▶ [Trecho da página]
= = = = = = =

100 famílias resistem ao despejo

A ordem de despejo foi dada no dia 11 de fevereiro. O cacique Euligio reforça que para sair do local é necessário que outro espaço seja garantido para as 100 famílias que vivem no local. “Não temos para onde ir, no total somos 340 pessoas”, suplicou. Eles vivem na informalidade, com vendas de artesanato e na reciclagem de lixo. Desde 2021 estão sem apoio do poder público.
“Moro aqui há mais de sete anos, desde quando era abrigo, e essa informação é muito forte para nós, pois não sabemos para onde ir. Estamos desesperados porque já não comemos bem e ainda ficamos desabrigados. Estamos aguardando uma resposta do governo”, disse a cacica Besania, que é encarregada de dez famílias. Ela tem três filhos, além dos demais parentes.
Silvino Jimenez contou que a situação no local já é difícil por conta das condições precárias do ambiente em que eles vivem, mas que a ordem de despejo piorou o que já era ruim. “Queremos este espaço porque aqui formamos comunidade. O que buscamos agora é a melhora do ambiente. Além disso, nossos filhos estudam nas escolas próximas do abrigo”, afirmou.
“Estamos há três anos na resistência. No tempo de chuva, muita goteira, mesmo assim não queremos sair daqui, só se for para um lugar melhor. Fomos muito maltratados física e verbalmente pela Operação Acolhida. Nós perdemos crianças, homens e mulheres, então esse espaço é muito importante para nós”, disse Silvino.

= = = = = = =

▶ [Itens fornecidos]
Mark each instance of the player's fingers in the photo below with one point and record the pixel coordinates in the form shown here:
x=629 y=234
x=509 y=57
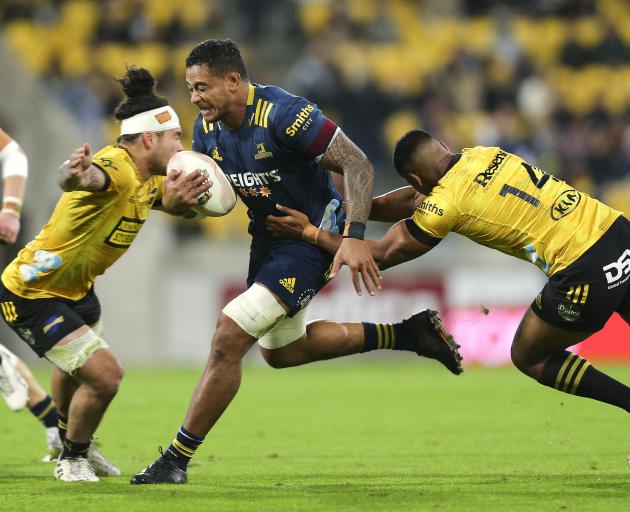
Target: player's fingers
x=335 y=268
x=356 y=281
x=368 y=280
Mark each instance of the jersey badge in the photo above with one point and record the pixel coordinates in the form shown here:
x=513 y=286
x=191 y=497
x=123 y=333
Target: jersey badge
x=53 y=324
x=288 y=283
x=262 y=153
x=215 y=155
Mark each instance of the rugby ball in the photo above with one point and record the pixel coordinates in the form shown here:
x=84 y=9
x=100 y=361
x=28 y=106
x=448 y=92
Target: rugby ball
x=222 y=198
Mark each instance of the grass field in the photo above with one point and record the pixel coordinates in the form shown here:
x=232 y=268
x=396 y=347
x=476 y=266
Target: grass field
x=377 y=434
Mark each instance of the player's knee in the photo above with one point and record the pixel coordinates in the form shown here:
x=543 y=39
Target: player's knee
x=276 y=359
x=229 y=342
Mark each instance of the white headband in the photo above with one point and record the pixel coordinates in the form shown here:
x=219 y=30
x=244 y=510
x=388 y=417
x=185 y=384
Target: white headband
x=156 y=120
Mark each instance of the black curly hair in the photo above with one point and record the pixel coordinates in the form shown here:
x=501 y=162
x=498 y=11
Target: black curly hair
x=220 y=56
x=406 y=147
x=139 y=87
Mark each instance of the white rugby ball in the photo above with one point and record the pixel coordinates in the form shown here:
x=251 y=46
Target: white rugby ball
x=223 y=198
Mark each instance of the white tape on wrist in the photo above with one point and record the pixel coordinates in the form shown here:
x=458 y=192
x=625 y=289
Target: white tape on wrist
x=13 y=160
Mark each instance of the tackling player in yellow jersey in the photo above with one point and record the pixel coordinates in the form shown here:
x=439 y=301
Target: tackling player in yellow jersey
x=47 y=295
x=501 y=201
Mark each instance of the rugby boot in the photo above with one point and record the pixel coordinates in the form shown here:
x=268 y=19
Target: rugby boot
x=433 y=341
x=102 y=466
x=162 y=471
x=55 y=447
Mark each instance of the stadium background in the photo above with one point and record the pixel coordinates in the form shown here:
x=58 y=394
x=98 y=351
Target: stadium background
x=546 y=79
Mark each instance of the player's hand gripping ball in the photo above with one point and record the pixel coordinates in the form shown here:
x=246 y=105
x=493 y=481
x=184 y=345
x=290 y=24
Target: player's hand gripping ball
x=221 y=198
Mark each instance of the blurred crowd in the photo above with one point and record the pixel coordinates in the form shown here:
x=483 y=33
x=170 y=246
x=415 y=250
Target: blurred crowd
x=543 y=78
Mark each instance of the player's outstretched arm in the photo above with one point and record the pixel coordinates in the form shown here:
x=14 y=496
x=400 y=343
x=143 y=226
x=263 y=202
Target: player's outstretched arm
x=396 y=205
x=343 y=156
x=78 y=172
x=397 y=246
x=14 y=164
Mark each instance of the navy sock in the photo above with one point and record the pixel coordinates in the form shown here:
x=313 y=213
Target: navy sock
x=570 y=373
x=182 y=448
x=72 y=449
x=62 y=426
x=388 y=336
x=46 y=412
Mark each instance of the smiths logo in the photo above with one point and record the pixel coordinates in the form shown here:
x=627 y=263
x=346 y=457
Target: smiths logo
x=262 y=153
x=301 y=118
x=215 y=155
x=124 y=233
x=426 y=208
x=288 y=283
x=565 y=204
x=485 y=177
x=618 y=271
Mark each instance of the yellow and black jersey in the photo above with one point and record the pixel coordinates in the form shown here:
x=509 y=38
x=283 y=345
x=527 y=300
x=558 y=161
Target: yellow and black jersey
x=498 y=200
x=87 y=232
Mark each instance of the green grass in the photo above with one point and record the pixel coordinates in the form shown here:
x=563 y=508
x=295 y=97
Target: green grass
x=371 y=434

= = = = = = =

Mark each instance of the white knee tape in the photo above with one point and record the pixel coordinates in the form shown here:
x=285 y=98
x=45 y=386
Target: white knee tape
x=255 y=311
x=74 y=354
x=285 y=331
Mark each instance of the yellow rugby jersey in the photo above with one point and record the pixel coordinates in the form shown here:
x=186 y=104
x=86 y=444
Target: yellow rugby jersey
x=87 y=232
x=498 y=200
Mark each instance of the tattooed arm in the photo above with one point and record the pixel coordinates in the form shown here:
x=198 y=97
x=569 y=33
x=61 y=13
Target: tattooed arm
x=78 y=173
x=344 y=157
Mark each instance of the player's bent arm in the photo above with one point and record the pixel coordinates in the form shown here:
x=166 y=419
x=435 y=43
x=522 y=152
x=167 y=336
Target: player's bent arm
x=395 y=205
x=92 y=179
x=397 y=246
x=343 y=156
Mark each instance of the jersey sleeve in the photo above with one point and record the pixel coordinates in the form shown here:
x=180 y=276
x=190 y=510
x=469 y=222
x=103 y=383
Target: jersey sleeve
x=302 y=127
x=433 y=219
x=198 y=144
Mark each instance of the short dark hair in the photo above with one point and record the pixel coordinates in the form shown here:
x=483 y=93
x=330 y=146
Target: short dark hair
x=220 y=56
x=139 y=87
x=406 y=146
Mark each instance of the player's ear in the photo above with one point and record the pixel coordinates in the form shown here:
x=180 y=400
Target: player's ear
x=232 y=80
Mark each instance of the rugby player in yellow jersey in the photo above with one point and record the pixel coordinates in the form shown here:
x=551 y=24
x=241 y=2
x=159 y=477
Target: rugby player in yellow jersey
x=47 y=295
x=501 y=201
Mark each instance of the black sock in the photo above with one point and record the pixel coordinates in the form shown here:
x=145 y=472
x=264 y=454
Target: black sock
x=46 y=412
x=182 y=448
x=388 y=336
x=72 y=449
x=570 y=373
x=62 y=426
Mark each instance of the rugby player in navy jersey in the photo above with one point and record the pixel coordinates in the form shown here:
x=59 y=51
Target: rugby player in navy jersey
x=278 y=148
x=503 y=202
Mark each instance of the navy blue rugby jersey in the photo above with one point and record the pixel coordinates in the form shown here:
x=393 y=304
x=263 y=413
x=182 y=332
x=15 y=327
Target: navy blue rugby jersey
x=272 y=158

= = = = = = =

▶ [Tarefas a realizar]
(1) Liste todas as pessoas identificadas pelo nome no trecho sobre o despejo das 100 famílias.
(2) No trecho sobre o despejo das 100 famílias, reescreva em forma de lista o parágrafo que começa com "A ordem de despejo foi dada", mantendo os fatos principais.
(3) Dê continuidade à reportagem sobre o despejo das 100 famílias a partir do ponto em que o texto termina.

▶ [Respostas das tarefas]
(1)
- Cacique Euligio
- Cacica Besania
- Silvino Jimenez

(2)
- A ordem de despejo foi dada em 11 de fevereiro.
- O cacique Euligio afirma que as 100 famílias só sairão se outro espaço lhes for garantido.
- No total, são 340 pessoas.
- Elas vivem na informalidade, da venda de artesanato e da reciclagem de lixo.
- Estão sem apoio do poder público desde 2021.

(3)
Durante os quase cinco anos em que o local foi mantido como abrigo oficial (2018-2022), Jimenez contou que viu os militares descontrolados. “A cultura, por exemplo, não vale para eles. Tomam decisões sem levar em conta a opinião do nosso cacique, nosso líder. Essa é uma violação de nosso direito porque o cacique, sua máxima autoridade, tem que opinar e decidir também”, argumentou. Segundo ele, um de seus amigos, também cacique, levou uma coronhada na cabeça e adoeceu. “Ele ficou doente, foi para o hospital e morreu. Disseram que ele morreu de malária, mas ele estava bem”, relembrou.
“Solução passa por vários atores”

A secretária de Bem-Estar Social do governo de Roraima, Tânia Soares de Souza, afirmou que existe um grupo de trabalho formado por várias instituições buscando a melhor solução para todas as partes envolvidas. Mas de antemão afirmou que a solução está sendo estudada. Lembrou também que é não é a primeira vez que se tenta retirar os Warao do local.
“Eles precisam estar num determinado local. A solução está sendo buscada de forma realmente coletiva. A solução passa por vários atores”, afirmou a secretária. Ressaltou que no passado já houve um momento de desocupação daquele espaço, quando as pessoas que lá estavam, foram realocadas para os abrigos da Operação Acolhida.
“O grupo que ficou tomou a decisão de não ir. Naquele local será a maternidade da zona oeste. Temos os recursos, tanto federais quanto estaduais, alocados,e no convênio está destinado aquele endereço”, explicou Tânia Soares. Disse que o governo está acompanhando todas as ocupações espontâneas e que conhece o perfil de cada morador. “Todos acessam o Bolsa Família, o BPC, Cesta da Família, as crianças estão nas escolas e que existe atendimento de saúde de forma esporádica”, disse.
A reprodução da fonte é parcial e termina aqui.